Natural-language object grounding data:
╭──

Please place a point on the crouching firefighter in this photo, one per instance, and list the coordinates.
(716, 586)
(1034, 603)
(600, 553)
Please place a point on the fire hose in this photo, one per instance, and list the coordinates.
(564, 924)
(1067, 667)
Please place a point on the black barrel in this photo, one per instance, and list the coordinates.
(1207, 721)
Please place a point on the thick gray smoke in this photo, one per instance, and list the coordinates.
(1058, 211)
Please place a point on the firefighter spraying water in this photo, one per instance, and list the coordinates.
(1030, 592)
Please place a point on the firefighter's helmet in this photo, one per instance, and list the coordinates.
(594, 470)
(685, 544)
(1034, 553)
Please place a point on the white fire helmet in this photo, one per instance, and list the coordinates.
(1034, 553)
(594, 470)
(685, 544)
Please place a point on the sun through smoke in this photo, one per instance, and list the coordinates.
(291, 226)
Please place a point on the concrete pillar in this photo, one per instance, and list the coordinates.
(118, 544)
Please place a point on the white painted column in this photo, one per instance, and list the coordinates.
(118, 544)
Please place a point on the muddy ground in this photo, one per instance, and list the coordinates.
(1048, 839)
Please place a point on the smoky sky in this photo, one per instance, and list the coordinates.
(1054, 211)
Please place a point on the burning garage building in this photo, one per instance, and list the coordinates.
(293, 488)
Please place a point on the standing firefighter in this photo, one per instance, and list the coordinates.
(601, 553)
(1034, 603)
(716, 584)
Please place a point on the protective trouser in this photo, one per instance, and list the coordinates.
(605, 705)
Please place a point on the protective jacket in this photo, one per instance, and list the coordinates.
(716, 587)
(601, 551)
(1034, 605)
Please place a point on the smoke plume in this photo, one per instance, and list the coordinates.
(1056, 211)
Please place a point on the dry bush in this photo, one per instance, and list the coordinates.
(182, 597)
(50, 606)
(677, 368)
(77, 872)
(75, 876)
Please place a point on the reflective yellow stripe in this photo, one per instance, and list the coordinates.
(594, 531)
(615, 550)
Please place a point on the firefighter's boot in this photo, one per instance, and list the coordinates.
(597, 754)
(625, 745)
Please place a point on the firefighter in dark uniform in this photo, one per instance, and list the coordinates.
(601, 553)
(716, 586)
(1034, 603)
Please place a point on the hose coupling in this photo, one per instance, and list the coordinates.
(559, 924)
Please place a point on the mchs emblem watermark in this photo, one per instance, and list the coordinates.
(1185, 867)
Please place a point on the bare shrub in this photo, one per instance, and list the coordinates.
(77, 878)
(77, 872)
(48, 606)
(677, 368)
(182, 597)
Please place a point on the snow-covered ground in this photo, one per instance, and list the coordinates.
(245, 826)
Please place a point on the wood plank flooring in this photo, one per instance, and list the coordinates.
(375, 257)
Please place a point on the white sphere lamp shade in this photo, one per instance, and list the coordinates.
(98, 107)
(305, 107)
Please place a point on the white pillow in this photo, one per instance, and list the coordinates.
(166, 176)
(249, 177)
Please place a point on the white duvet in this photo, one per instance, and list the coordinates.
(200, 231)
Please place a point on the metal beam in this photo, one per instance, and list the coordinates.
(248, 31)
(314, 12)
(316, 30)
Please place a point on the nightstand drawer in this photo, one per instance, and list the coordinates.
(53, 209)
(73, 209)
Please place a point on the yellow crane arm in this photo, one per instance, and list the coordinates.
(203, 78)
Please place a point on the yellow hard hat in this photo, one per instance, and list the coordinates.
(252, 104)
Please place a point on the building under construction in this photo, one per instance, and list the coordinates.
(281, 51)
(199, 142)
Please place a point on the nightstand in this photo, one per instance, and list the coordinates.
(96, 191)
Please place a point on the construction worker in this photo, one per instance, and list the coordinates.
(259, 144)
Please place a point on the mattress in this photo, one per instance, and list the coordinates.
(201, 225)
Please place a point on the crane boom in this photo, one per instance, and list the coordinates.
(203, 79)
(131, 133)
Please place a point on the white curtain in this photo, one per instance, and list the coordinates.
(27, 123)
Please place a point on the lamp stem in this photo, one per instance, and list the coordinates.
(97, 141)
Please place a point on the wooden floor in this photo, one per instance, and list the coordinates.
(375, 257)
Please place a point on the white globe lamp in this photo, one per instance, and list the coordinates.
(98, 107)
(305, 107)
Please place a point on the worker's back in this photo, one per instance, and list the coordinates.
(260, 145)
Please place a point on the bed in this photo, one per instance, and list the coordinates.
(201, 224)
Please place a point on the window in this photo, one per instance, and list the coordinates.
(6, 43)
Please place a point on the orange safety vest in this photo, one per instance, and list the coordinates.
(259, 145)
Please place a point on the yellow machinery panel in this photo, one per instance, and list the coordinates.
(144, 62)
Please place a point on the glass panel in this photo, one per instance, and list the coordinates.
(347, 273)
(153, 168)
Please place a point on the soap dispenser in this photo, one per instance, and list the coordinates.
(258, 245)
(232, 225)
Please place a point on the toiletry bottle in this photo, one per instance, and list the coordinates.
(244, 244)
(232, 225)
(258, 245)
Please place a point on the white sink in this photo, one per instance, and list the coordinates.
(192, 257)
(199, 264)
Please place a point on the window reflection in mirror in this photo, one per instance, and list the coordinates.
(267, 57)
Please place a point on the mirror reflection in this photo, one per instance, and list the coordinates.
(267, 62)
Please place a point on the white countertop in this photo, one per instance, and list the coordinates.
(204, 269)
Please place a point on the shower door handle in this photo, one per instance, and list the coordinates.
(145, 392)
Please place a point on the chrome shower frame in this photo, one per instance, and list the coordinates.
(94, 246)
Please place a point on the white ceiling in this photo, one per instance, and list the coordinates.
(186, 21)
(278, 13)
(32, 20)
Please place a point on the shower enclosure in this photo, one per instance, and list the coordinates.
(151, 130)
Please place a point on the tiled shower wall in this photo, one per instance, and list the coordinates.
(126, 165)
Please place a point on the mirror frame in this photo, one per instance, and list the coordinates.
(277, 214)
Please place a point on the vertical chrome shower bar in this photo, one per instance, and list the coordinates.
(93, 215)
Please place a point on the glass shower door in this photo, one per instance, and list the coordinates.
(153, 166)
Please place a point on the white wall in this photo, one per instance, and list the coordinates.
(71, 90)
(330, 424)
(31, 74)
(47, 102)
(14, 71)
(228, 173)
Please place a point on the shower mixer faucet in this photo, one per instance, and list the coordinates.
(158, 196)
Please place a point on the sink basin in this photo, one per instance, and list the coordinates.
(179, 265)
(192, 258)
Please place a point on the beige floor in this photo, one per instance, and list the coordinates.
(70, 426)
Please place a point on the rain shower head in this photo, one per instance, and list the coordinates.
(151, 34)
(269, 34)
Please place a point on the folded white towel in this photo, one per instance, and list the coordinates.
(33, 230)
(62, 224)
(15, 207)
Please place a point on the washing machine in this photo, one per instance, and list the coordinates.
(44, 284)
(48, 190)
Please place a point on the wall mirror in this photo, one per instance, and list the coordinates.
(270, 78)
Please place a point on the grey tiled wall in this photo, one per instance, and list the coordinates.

╰──

**Required work:**
Repeat the data above, word for word.

**Written solution:**
Please place a point on the crouching firefighter in this photo, one per instance, and list the coordinates.
(716, 586)
(1034, 603)
(600, 553)
Please place a point on the fire hose in this photo, one per instance, and list the coordinates.
(564, 924)
(1067, 667)
Please place a point on the black barrel in this photo, one per instance, and list the coordinates.
(1207, 721)
Please place a point on the thick gray smoke in this photo, one per instance, and list the coordinates.
(1058, 211)
Please place a point on the firefighter spraying water in this photo, one per instance, and list the coordinates.
(1030, 592)
Please place a point on the firefighter's helmet in this photo, one per instance, and list the coordinates.
(594, 470)
(685, 544)
(1034, 553)
Please place a point on the white fire helmet in this photo, one per instance, and list the coordinates.
(1034, 553)
(594, 470)
(685, 544)
Please place a point on the sun through smoke in this photo, one per instance, and list the coordinates.
(291, 226)
Please place a point on the concrete pillar in this photo, one per instance, and list the coordinates.
(118, 544)
Please place a point on the white painted column in this photo, one per instance, and list the coordinates.
(118, 544)
Please place a point on the muddy ground in this photo, one per instance, and list the coordinates.
(1048, 839)
Please place a point on the smoky sky in this photo, one per instance, and list the coordinates.
(1054, 211)
Please place a point on the burning garage building in this photo, one per instance, and list the coordinates.
(293, 488)
Please place a point on the standing firefighter in this photo, one per instance, and list the coordinates.
(601, 553)
(1034, 603)
(716, 584)
Please place a point on the protective trouser in this photo, one per instance, and list the coordinates.
(605, 705)
Please place a point on the protective jacket in this photo, one per instance, and list the coordinates.
(716, 587)
(601, 551)
(1034, 605)
Please place a point on the smoke plume in this photo, one per instance, and list the coordinates.
(1056, 211)
Please place a point on the dry bush in this photo, one per instance, and list the coordinates.
(182, 597)
(50, 606)
(677, 368)
(77, 872)
(75, 876)
Please place a point on the reflective yellow stripe in this photo, one per instance, and list the coordinates.
(594, 531)
(615, 550)
Please place a point on the firefighter's boot in this photo, one per instance, and list the coordinates.
(597, 754)
(625, 745)
Please place a point on the firefighter in dark uniform in this photo, one per instance, and list the coordinates.
(601, 553)
(716, 586)
(1034, 603)
Please place a point on the hose coupling in this photo, one per instance, and list the coordinates.
(559, 924)
Please place a point on the mchs emblem watermark in this photo, one per instance, and list the coordinates.
(1185, 867)
Please place a point on the bare shrub in this photo, one per instance, and list the coordinates.
(77, 878)
(77, 872)
(48, 606)
(677, 368)
(182, 597)
Please place a point on the snow-covered ground in this photo, one per instance, and list the coordinates.
(245, 826)
Please place a point on the wood plank flooring in this photo, one per instance, and list the coordinates.
(375, 257)
Please place a point on the white sphere lamp shade in this photo, one per instance, and list the coordinates.
(98, 107)
(305, 107)
Please place a point on the white pillow in this photo, one per instance, and list the coordinates.
(166, 176)
(249, 177)
Please place a point on the white duvet in this photo, one per instance, and list the coordinates.
(200, 231)
Please place a point on the metal beam in this photo, one per instance, and list the coordinates.
(248, 31)
(314, 12)
(316, 30)
Please place a point on the nightstand drawer in this photo, one per instance, and list the coordinates.
(53, 209)
(73, 209)
Please place a point on the yellow crane arm in this photo, one per instance, and list the coordinates.
(203, 78)
Please place a point on the yellow hard hat in this photo, one per instance, and list the coordinates.
(252, 104)
Please place a point on the building under construction in this photo, one per instance, and list the coordinates.
(281, 51)
(199, 142)
Please place a point on the nightstand in this photo, one per instance, and list the coordinates.
(96, 191)
Please place a point on the construction worker in this photo, one per instance, and list the coordinates.
(259, 144)
Please place a point on the mattress in this photo, one per instance, and list the coordinates.
(201, 225)
Please place a point on the crane boom in this photo, one per instance, and list the coordinates.
(203, 79)
(131, 133)
Please place a point on the white curtain in this photo, one per instance, and list the coordinates.
(27, 123)
Please place a point on the lamp stem in this photo, one per instance, and list the coordinates.
(97, 141)
Please place a point on the wooden floor in this photo, one per instance, and list the coordinates.
(375, 257)
Please place a point on the white globe lamp in this photo, one per instance, and list the coordinates.
(98, 107)
(305, 107)
Please place a point on the worker's back in this photo, one per instance, and list the coordinates.
(260, 145)
Please place a point on the bed in this photo, one per instance, and list the coordinates.
(201, 224)
Please place a point on the window in this photo, one per instance, and list the coordinates.
(6, 43)
Please place a point on the orange safety vest in this photo, one per instance, and list the coordinates.
(259, 145)
Please place a point on the yellow machinery panel in this photo, one per instance, and list the coordinates.
(144, 62)
Please place a point on the glass panel in this photo, one per instance, and list the coordinates.
(347, 273)
(153, 168)
Please place a point on the soap dispenser in this photo, one per instance, and list the coordinates.
(258, 245)
(232, 225)
Please place a point on the toiletry bottle in this photo, one per instance, and list the coordinates.
(244, 244)
(232, 225)
(258, 245)
Please place a point on the white sink in this photo, one per instance, and list the coordinates.
(192, 257)
(199, 264)
Please place a point on the window reflection in mirror in this photo, one per instance, and list the coordinates.
(267, 57)
Please place a point on the mirror reflection in this photo, one per instance, and list the coordinates.
(267, 62)
Please place a point on the white countertop in this photo, one per instance, and list the coordinates.
(204, 269)
Please place a point on the shower door handle in this photo, one per instance, and list the coordinates.
(145, 392)
Please place a point on the chrome shower frame in this photo, one per instance, and list the coordinates.
(94, 246)
Please place a point on the white ceiling in this photo, one per instance, and list the coordinates.
(186, 21)
(278, 13)
(32, 20)
Please place a point on the shower enclosure in this photo, one per instance, and list the coordinates.
(151, 130)
Please place a point on the tiled shower wall in this photo, one per instance, and list the coordinates.
(126, 165)
Please place a point on the mirror frame in this photo, one per instance, and list the coordinates.
(277, 214)
Please place a point on the vertical chrome shower bar in this photo, one per instance, and list the coordinates.
(93, 215)
Please place a point on the glass shower door in this photo, one per instance, and list the coordinates.
(153, 166)
Please place a point on the white wall in this photo, one per instance, and list the coordinates.
(71, 90)
(330, 424)
(31, 74)
(47, 102)
(14, 71)
(228, 173)
Please place a point on the shower mixer faucet in this photo, one per instance, and list the coordinates.
(158, 196)
Please place a point on the sink basin in this photo, one per instance, and list the coordinates.
(179, 265)
(192, 258)
Please place a point on the beige floor in this photo, one per instance, and list the coordinates.
(70, 426)
Please place a point on the rain shower head in this photo, one per instance, and list the coordinates.
(151, 34)
(269, 34)
Please place a point on the folded white towel in this photo, one per instance, and list the coordinates.
(33, 230)
(62, 224)
(15, 207)
Please place a point on the washing machine in this photo, one per instance, and list the coordinates.
(44, 284)
(48, 190)
Please place a point on the wall mirror in this photo, one per instance, and list the coordinates.
(270, 78)
Please place a point on the grey tiled wall in this photo, one per instance, and list the coordinates.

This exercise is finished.